### AIM OF THE TASK
Reproduce the entries in full, with no changes.

=======

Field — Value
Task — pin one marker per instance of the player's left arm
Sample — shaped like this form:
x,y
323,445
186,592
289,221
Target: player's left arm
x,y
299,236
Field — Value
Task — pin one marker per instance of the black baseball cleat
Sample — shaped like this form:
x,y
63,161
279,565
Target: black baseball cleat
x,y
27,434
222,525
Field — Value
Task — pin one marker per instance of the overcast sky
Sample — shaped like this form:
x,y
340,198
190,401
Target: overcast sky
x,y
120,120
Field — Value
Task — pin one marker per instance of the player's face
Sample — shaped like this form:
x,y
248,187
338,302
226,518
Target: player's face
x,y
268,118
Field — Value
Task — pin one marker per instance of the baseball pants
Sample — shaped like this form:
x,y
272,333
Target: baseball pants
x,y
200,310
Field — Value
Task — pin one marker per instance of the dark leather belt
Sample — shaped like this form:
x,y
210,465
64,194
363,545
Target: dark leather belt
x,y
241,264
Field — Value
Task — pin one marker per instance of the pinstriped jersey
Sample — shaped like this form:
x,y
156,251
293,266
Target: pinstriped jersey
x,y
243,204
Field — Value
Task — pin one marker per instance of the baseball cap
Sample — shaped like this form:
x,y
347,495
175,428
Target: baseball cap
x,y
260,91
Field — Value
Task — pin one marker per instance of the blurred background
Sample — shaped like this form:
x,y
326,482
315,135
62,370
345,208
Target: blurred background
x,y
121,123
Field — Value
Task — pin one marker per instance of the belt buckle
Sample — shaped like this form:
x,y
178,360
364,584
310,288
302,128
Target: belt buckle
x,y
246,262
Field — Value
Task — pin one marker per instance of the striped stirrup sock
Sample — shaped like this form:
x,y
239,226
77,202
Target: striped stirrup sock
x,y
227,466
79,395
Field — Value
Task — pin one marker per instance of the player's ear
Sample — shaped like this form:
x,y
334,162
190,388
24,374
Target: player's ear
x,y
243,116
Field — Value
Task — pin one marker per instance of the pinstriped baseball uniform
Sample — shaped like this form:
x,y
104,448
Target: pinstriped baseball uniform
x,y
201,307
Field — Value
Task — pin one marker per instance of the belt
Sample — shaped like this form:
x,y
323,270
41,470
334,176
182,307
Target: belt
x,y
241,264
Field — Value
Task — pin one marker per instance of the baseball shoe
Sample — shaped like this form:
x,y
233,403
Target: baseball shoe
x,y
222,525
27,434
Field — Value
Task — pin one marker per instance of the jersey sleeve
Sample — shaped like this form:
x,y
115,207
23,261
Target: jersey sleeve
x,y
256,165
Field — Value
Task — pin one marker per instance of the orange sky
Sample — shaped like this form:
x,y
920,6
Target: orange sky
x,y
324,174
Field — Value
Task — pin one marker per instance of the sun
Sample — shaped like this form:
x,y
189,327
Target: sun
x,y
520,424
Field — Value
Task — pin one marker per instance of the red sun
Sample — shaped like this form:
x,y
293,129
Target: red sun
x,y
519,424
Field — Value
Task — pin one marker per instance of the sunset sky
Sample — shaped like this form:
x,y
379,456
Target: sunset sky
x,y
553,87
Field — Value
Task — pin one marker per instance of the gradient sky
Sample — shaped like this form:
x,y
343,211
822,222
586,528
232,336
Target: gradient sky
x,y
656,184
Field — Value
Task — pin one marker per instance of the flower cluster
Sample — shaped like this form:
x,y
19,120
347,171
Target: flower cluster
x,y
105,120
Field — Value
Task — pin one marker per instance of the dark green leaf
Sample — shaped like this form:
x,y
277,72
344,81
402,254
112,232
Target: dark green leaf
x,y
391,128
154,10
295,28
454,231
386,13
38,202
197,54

=======

### IN RESPONSE
Field — Value
Task — pin one marker per instance of the player's left arm
Sample — shaped like this form:
x,y
323,445
186,592
289,221
Target: player's left arm
x,y
299,236
Field — Value
Task — pin one marker per instance of the black baseball cleat
Sample — shaped like this form:
x,y
63,161
279,565
Target: black baseball cleat
x,y
27,434
222,525
Field — Value
Task — pin one marker per instance of the overcast sky
Sample — shaped like this form:
x,y
340,198
190,401
Target: overcast sky
x,y
120,120
Field — Value
Task — pin one marker per instance of the player's face
Sample — shaped like this form:
x,y
248,187
338,302
226,518
Target: player's face
x,y
268,118
Field — Value
Task — pin one marker per instance of the baseball pants
Sample — shaped like this form:
x,y
272,333
Target: baseball pants
x,y
200,310
Field — Value
Task — pin one marker per instance of the dark leather belt
Sample — shaped like this form:
x,y
210,465
64,194
363,545
Target: dark leather belt
x,y
241,264
Field — Value
Task — pin one marker per instance of the pinstriped jersey
Sample — shaped like this form:
x,y
156,251
293,266
Target: pinstriped jersey
x,y
243,204
Field — Value
Task — pin one marker per instance of the baseball cap
Sample — shaped like this form:
x,y
347,495
175,428
Target: baseball cap
x,y
260,91
Field — Value
Task — pin one marker per instance of the blurred background
Sample — shaped like this form:
x,y
326,482
315,135
62,370
345,208
Target: blurred background
x,y
121,123
Field — Value
Task — pin one marker per instance of the belt buckle
Sample — shaped like this form:
x,y
178,360
364,584
310,288
302,128
Target: belt buckle
x,y
246,262
Field — Value
Task — pin one marker per instance of the striped stirrup sock
Sample — shaped like this form:
x,y
239,226
77,202
Target: striped stirrup sock
x,y
227,466
79,395
Field — Value
Task — pin one marker per instance of the player's ear
Sample — shaped like this form:
x,y
334,162
190,388
24,374
Target: player's ear
x,y
243,116
Field — Value
Task — pin one marker per instance of the pinstriped baseball uniform
Sample — shaped like this form:
x,y
104,448
Target: pinstriped baseball uniform
x,y
201,307
Field — Value
Task — pin one marker per instance of the belt
Sample — shaped like this form:
x,y
323,270
41,470
334,176
182,307
Target: belt
x,y
241,264
Field — Value
Task — pin one marker per instance of the baseball shoe
Sample — shaped like this form:
x,y
233,403
Target: baseball shoe
x,y
222,525
27,434
Field — Value
Task — pin one marker per instance of the jersey sleeve
Sample — shaped like this form:
x,y
115,207
23,261
Target: jersey sleeve
x,y
256,165
Field — Value
Task — pin one marker per instance of the orange sky
Sample — shaped like this form:
x,y
920,6
Target: orange sky
x,y
324,174
Field — Value
Task — pin one marker per instance of the sun
Sample — shaped like this form:
x,y
189,327
Target: sun
x,y
520,424
Field — Value
Task — pin one marker per instance of the red sun
Sample — shaped like this form:
x,y
293,129
Target: red sun
x,y
519,424
Field — Value
Task — pin one marker per instance of the sunset sky
Sample — shaped like this form:
x,y
379,456
Target: sunset sky
x,y
553,87
Field — Value
Task — pin one marker per instance of the gradient sky
Sample — shaped like this form:
x,y
343,211
822,222
586,528
232,336
Target: gradient sky
x,y
656,184
Field — Value
Task — pin one marker per instance of the flower cluster
Sample — shaped like this form:
x,y
19,120
347,171
Target: flower cluster
x,y
105,120
Field — Value
Task — pin one marker per instance of the dark green leaf
Sample — shaped like this form:
x,y
277,72
344,81
402,254
112,232
Target: dark green leaf
x,y
391,128
154,10
295,28
454,231
386,13
38,202
197,54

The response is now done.